## Complete the following
1) Quote the devotional blog excerpt from "Is there any place" up to and including "we can trust.".
2) Write the text that follows the last line of the devotional blog excerpt, continuing from its final sentence.

## Excerpt provided
------------------------------------
Thursday, April 30, 2015

Are You Safe?

"God is our refuge and Strength
An ever present help in trouble..."
Psalm 46:1

"God is our refuge and strength, an ever present help in trouble..."  Psalm 46:1. "Did you feel safe?"  "Were you ever in any danger?"  Those are the kinds of questions people ask when you take a trip to Israel.  I know many don't take this trip because of fears about security.  I understand that.  The news reports in the west make this seem like a dangerous place.   But the truth is that the only violence I've seen since being here was on TV - a news report about rioting in Baltimore.

Oh, there is danger here.  Israel has enemies all around it.   Security is very important here.  You see that in the very thorough check you go through before boarding a flight to Israel.  I often tell people that I never feel safer than when I am flying to or from Israel. Except that wouldn't be true because I hate turbulence.  

That all brings me to my thought today.  Is there any real security in this world?   Recent events suggest that even the White House can not be kept 100% safe.  Every parent who has sent their child out with the car alone for the first time has learned that they can't and won't always be able to protect their kids.  

Is there any place we can feel 100%safe?  These words from Psalm 46 give the answer.  "God is our refuge and strength, an ever present help in trouble..."  The only real security we have in this life is knowing that we are in God's hands.  As those baptized into Christ that is precisely where we are!  His hands hold us and they are amazing.  They are the strong hands of the Almighty God who created the heavens and the earth.  They are the loving, nail scared, living hands of our Savior who died for us and rose again.  His are hands we can trust.

Please understand this - this security is not a guarantee that nothing bad will ever happen.  This is a security that knows that even when the worst happens - we will be safe.  Psalm 46 does not say, God is our refuge and strength, an ever present help in trouble, therefore everything will always be fine."  No it says, 
"God is our refuge and strength, an ever present help in trouble, therefore we will not fear though the earth give way and the mountains fall into the heart of the sea..."

I read these words to my father in ICUS, when he had his heart attack.  Moments later he died.  Did God fail to keep my dad safe?  No, in fact He kept his promise.  He became in the face of death my dad's most secure refuge!  Now my dad is safe in the hands of Jesus awaiting the Day of the Resurrection.  Even now you and I by faith are in those same hands - no matter what happens.

Tuesday, April 21, 2015

What Defines You?

"If anyone is in Christ Jesus, he is a new creation..."
------------------------------------
## Information given
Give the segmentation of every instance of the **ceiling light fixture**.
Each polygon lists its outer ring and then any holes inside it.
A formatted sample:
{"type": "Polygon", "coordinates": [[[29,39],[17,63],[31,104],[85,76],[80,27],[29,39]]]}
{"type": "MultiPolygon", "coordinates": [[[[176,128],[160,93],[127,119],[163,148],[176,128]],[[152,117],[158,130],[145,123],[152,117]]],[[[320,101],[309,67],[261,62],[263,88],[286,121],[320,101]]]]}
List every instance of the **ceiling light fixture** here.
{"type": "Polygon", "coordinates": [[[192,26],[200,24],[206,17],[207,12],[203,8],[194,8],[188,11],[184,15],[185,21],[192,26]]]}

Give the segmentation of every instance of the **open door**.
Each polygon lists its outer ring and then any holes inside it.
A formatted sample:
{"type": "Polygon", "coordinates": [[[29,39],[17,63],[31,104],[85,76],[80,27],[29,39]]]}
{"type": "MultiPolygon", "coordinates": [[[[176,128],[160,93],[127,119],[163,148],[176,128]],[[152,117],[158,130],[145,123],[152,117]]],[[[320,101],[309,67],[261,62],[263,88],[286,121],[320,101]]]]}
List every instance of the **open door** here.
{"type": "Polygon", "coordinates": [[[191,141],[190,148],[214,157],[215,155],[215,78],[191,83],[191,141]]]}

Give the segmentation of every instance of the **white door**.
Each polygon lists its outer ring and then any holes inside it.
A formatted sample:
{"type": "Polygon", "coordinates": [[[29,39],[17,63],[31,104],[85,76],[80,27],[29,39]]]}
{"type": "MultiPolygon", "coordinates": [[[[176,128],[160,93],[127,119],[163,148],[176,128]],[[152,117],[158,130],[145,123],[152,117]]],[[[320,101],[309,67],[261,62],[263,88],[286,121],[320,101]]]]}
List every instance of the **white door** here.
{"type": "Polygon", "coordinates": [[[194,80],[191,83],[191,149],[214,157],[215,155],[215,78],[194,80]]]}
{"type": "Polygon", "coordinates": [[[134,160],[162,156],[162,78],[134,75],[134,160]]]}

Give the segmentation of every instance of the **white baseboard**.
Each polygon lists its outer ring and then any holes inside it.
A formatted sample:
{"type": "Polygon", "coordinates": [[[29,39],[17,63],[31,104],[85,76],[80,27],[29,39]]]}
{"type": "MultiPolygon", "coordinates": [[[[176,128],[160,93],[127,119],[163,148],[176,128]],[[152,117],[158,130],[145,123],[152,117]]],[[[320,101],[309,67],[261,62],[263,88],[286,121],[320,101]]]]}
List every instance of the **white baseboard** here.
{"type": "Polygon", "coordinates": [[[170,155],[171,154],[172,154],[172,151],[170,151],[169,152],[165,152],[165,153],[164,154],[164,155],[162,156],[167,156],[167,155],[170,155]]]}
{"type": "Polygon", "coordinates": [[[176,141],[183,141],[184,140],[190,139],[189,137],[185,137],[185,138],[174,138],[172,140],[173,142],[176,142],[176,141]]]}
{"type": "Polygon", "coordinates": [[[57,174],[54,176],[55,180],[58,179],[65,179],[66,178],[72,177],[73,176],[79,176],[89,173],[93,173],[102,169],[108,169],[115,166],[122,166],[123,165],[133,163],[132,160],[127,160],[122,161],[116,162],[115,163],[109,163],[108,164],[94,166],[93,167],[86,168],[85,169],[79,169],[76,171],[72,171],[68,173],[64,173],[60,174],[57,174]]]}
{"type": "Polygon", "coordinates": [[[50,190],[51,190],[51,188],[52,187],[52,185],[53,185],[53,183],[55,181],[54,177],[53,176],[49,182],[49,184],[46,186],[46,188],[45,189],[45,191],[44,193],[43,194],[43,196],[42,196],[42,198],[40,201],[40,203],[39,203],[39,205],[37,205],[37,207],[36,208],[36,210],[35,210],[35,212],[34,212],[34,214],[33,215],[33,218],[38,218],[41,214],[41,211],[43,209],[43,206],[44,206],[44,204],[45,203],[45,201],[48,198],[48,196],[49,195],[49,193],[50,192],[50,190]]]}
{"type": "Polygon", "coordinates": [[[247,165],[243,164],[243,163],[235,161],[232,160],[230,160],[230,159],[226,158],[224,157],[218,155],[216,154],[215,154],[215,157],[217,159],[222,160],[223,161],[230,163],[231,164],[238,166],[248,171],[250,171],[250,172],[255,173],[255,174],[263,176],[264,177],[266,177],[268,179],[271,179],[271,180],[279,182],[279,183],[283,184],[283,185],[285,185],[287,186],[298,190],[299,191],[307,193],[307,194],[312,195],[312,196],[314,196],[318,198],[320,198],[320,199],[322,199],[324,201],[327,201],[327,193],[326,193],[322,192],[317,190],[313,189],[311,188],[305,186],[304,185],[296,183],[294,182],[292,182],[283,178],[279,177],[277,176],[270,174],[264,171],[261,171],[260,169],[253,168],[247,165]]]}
------------------------------------
## Outputs for the tasks
1)
Is there any place we can feel 100%safe?  These words from Psalm 46 give the answer.  "God is our refuge and strength, an ever present help in trouble..."  The only real security we have in this life is knowing that we are in God's hands.  As those baptized into Christ that is precisely where we are!  His hands hold us and they are amazing.  They are the strong hands of the Almighty God who created the heavens and the earth.  They are the loving, nail scared, living hands of our Savior who died for us and rose again.  His are hands we can trust.

2)
2 Corinthians 5:17


Have you ever watched one of those TED talks on the internet?  If you haven’t then you should.  Google TED talks and then watch a couple of them.   I love them and I hate them.  I love them because they make me think.  I hate them for the same reason.  The one I watched this morning is the perfect example – it was about shame.   I have been wrestling with what the speaker said all day.  She was explaining the difference between guilt and shame.  “Shame,” she said, “is a focus on self.  Guilt is a focus on behavior. Shame is ‘I am bad.”  Guilt is ‘I did something bad.’”  I was tracking with her up to that point.  Then she added, “Guilt – I am sorry I made a mistake.  Shame – I am sorry, I am a mistake.”  That’s what troubled me.  That’s what I have been struggling with.   “Is that what I believe, that I am a mistake?”   Is saying, “I am bad” the same thing as saying, “I am a mistake?”   I don’t think so.  But I have to admit to you that I am really wrestling with this.  Like all of you, I struggle with shame and guilt.  I worry, “If I am bad, how can I possibly love myself?”  Then I looked up on the wall of my office and saw the picture you see posted on my blog today – a picture of a baptismal font. 

That’s why I am down here today, standing by the baptismal font at Trinity.   You see, shame and guilt are all I am left with if I try to define myself by what I have done and who I am.  Baptism points us in a different direction.  In baptism God gives us faith.  Faith defines who you are and who I am by who God is and what He has done. 

Let’s look at this.  Am I a mistake?  Faith answers with a resounding “No.”  You and I are creations of God. To say, I am a mistake is to blame Him.  But God is perfect.   He doesn’t make mistakes.   You are no accident.  Neither am I.  Indeed what the Bible teaches us is that we are “fearfully and wonderfully made.” 

What about the fact that you and I sin daily and sin much?   Doesn’t that mean I am bad?  Well, the answer is yes  when what defines us  is what we do, and say and think.   However faith points us in a different direction.  Faith points us to who God is and what He has done. .  Faith points us to the cross and empty tomb of Jesus.   Faith reminds us that God loves us so much that He gave His own Son… that Jesus lived and died and rose again to take away our sin.  Faith points us to this place… to baptism.  Here God washed away your sins and mine.  Here God buried us with Christ and raised us with Him to live a new life.  Here God adopted you and adopted me into His own family.  Here you and I were crucified with Christ so that it is no longer you or I who live but Christ who lives in us. 

I don’t have all the answers about what is guilt and what is shame.  I know you and I would carry both as long as our lives are to be defined by us… by the things we have done and left undone.  But that’s the point of baptism.  In baptism God defines us differently.  Now our lives are to be defined by who He is and what He has done for us.  You need no longer hang your head in shame. Because of who He is and what He has done You are loved… You are forgiven… You are a child of God… You are His new creation.  In Him you have nothing to be ashamed of!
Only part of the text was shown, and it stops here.